*Data for this task*.
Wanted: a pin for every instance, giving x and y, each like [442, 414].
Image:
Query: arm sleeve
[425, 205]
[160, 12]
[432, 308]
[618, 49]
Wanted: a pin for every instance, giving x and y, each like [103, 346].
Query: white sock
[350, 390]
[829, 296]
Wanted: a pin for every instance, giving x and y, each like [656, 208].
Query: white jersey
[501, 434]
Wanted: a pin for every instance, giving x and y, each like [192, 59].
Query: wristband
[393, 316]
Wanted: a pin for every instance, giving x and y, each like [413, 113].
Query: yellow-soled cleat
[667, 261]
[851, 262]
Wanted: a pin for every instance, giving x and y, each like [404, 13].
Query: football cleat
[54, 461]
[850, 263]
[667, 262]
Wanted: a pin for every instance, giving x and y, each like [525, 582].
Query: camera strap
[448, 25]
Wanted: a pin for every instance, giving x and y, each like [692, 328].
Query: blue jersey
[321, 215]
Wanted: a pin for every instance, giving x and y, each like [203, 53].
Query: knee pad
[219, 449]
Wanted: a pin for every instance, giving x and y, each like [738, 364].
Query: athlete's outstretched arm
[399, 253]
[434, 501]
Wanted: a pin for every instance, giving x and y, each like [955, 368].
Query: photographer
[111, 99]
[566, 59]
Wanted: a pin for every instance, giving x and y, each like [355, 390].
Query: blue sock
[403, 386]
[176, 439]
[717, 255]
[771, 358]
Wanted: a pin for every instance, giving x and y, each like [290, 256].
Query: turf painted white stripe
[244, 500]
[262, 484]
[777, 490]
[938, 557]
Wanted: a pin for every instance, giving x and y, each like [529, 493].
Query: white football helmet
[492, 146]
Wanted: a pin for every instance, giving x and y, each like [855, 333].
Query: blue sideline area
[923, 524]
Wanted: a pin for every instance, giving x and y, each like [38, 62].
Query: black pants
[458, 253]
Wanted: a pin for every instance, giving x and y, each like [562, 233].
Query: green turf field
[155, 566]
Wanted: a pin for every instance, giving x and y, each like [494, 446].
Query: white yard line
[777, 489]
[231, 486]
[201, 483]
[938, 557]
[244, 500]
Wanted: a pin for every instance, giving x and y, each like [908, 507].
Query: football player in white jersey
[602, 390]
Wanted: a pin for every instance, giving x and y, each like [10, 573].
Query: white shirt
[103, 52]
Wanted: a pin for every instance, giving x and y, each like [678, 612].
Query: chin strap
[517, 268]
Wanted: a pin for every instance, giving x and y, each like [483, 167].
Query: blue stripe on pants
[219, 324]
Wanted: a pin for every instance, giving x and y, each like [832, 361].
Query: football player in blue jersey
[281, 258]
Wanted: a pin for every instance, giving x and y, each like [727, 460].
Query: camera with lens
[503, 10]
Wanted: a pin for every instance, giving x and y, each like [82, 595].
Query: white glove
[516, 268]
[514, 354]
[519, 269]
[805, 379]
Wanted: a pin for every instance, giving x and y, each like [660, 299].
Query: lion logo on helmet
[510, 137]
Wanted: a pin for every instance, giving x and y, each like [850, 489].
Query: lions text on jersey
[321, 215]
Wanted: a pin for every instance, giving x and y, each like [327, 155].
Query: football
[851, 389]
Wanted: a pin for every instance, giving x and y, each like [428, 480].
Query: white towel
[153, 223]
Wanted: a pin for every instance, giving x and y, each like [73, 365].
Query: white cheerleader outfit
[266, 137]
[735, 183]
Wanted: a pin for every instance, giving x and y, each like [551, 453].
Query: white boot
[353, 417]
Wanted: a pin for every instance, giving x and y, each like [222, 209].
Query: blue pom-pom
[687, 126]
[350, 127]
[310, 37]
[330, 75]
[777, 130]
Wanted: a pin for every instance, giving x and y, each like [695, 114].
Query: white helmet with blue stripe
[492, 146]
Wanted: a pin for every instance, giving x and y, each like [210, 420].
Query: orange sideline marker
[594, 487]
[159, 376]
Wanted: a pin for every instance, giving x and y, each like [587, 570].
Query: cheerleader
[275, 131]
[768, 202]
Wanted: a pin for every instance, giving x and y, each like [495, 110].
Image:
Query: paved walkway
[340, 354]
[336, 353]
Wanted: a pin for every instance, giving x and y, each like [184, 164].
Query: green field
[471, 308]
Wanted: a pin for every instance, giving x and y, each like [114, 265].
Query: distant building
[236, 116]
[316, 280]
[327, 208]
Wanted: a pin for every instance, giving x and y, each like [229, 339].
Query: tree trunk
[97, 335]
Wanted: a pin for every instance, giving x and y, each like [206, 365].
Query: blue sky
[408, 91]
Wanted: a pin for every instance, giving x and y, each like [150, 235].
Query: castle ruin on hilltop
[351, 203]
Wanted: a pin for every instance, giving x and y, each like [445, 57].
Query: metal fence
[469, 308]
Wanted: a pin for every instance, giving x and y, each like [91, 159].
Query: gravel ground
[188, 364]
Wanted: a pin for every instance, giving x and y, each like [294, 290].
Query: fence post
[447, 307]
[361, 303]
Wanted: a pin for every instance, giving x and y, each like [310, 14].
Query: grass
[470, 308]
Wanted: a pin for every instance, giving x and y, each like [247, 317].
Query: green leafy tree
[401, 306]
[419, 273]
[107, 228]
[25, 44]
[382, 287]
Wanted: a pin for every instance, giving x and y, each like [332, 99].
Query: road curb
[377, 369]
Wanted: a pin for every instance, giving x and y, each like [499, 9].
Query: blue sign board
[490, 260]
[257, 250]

*Directions for this task*. Rewrite every line of the items above as a numbered list, leaving out any blank lines.

*Final answer*.
1. Wanted: a pin for every instance, giving x and y, each like [442, 414].
2. Image:
3. Query: arm sleeve
4. [425, 205]
5. [160, 12]
6. [432, 308]
7. [618, 49]
8. Wanted: a pin for every instance, giving x and y, each like [103, 346].
9. Query: white sock
10. [350, 390]
11. [829, 296]
12. Wanted: a pin for every instance, giving x and y, each like [656, 208].
13. Query: white jersey
14. [501, 434]
15. Wanted: a pin for every instance, giving x and y, each like [192, 59].
16. Query: wristband
17. [393, 316]
18. Wanted: a pin for every instance, giving x and y, each like [413, 113].
19. Query: yellow-soled cleat
20. [667, 261]
21. [851, 262]
22. Wanted: a pin for every instance, giving x and y, each like [404, 13].
23. Query: football cleat
24. [54, 461]
25. [850, 263]
26. [667, 262]
27. Wanted: a pin for every instance, giving x and y, each like [525, 582].
28. Query: camera strap
29. [448, 25]
30. Wanted: a pin for every instance, giving x and y, each like [692, 328].
31. Query: blue jersey
32. [321, 215]
33. Wanted: a pin for every instance, giving x and y, each like [203, 53].
34. Query: knee pad
35. [219, 449]
36. Wanted: a pin for every instance, giving x and y, each like [738, 364].
37. Query: athlete's outstretched arm
38. [399, 253]
39. [434, 501]
40. Wanted: a pin for every instance, giving x and y, each like [955, 368].
41. Query: photographer
42. [111, 99]
43. [566, 59]
44. Wanted: a pin for every instance, giving x and y, each like [355, 390].
45. Query: blue sock
46. [403, 386]
47. [176, 439]
48. [717, 255]
49. [771, 358]
50. Wanted: a pin for every instance, giving x and y, each like [290, 256].
51. Query: turf painted white stripe
52. [244, 500]
53. [262, 484]
54. [777, 490]
55. [938, 557]
56. Wanted: a pin for every instance, giving x and y, each like [529, 493].
57. Query: white football helmet
58. [492, 146]
59. Wanted: a pin for every instance, giving x and y, each like [855, 333].
60. Query: blue sideline area
61. [923, 524]
62. Wanted: a pin for every instance, giving x and y, each like [38, 62].
63. Query: black pants
64. [458, 253]
65. Wanted: a pin for every instance, giving x and y, each like [562, 233].
66. Query: green turf field
67. [155, 566]
68. Wanted: a pin for every instance, giving x and y, each like [494, 446].
69. Query: white yard line
70. [777, 489]
71. [231, 486]
72. [201, 483]
73. [938, 557]
74. [244, 500]
75. Wanted: a pin for every instance, giving x and y, each like [908, 507].
76. Query: football player in white jersey
77. [602, 390]
78. Wanted: a pin for every instance, giving x and y, each like [10, 573].
79. Query: white shirt
80. [103, 52]
81. Wanted: a pin for every instance, giving x and y, each like [678, 612].
82. Query: chin strap
83. [517, 268]
84. Wanted: a pin for every instance, giving x and y, each like [483, 167].
85. Query: blue stripe on pants
86. [219, 324]
87. Wanted: a pin for every instance, giving x and y, each like [832, 361].
88. Query: football player in blue jersey
89. [281, 258]
90. Wanted: a pin for every instance, giving x and y, each like [727, 460].
91. Query: camera with lens
92. [503, 10]
93. Wanted: a pin for every instance, giving x and y, each like [82, 595].
94. Query: white glove
95. [516, 268]
96. [514, 354]
97. [519, 269]
98. [805, 379]
99. Wanted: a pin for every instance, giving x and y, each like [660, 299].
100. Query: lion logo on helmet
101. [510, 137]
102. Wanted: a pin for every instance, giving x and y, each like [850, 489].
103. Query: lions text on jersey
104. [321, 215]
105. Wanted: a pin for every instance, giving x and y, each like [327, 155].
106. Query: football
107. [851, 389]
108. Wanted: a pin for every instance, giving x and y, each like [428, 480].
109. Query: white towel
110. [153, 223]
111. Wanted: a pin for every instance, giving x and y, each like [73, 365].
112. Query: white cheerleader outfit
113. [266, 137]
114. [735, 183]
115. Wanted: a pin for every instance, giving x and y, each like [551, 453].
116. Query: white boot
117. [353, 417]
118. Wanted: a pin for every instance, giving x and y, each like [222, 209].
119. Query: blue pom-pom
120. [687, 126]
121. [350, 127]
122. [310, 37]
123. [330, 75]
124. [777, 130]
125. Wanted: a pin for every instance, giving x and y, each like [695, 114].
126. Query: white helmet with blue stripe
127. [492, 146]
128. Wanted: a pin for every instance, giving x and y, each like [210, 420].
129. Query: orange sideline marker
130. [594, 487]
131. [159, 376]
132. Wanted: a pin for every instance, giving x and y, each like [587, 570].
133. Query: cheerleader
134. [275, 131]
135. [768, 202]
136. Wanted: a pin for every instance, giving x and y, each like [495, 110].
137. Image:
138. Query: paved walkway
139. [340, 354]
140. [336, 353]
141. Wanted: a pin for every instance, giving x and y, each like [184, 164].
142. Query: green field
143. [471, 308]
144. Wanted: a pin for every instance, giving x and y, each like [114, 265].
145. Query: distant building
146. [236, 116]
147. [316, 280]
148. [327, 208]
149. Wanted: a pin for every instance, giving x and y, each like [229, 339].
150. Query: tree trunk
151. [97, 335]
152. Wanted: a pin for every instance, giving x and y, each like [206, 365].
153. Query: blue sky
154. [408, 91]
155. Wanted: a pin for every instance, giving x and y, each like [150, 235].
156. Query: castle ruin on hilltop
157. [351, 203]
158. Wanted: a pin for every instance, giving x and y, each like [445, 57].
159. Query: metal fence
160. [469, 308]
161. Wanted: a pin for every instance, giving x and y, each like [91, 159].
162. Query: gravel ground
163. [188, 364]
164. Wanted: a pin for every instance, giving x and y, each like [294, 290].
165. Query: fence post
166. [447, 307]
167. [361, 303]
168. Wanted: a pin for every instance, giving x and y, each like [310, 14].
169. Query: grass
170. [470, 308]
171. Wanted: a pin for every instance, giving x and y, each like [247, 317].
172. Query: green leafy tree
173. [401, 306]
174. [419, 273]
175. [107, 228]
176. [25, 44]
177. [382, 287]
178. Wanted: a pin for every instance, giving x and y, each like [332, 99].
179. Query: road curb
180. [377, 369]
181. Wanted: a pin for every instance, giving x and y, each like [499, 9].
182. Query: blue sign board
183. [490, 260]
184. [257, 250]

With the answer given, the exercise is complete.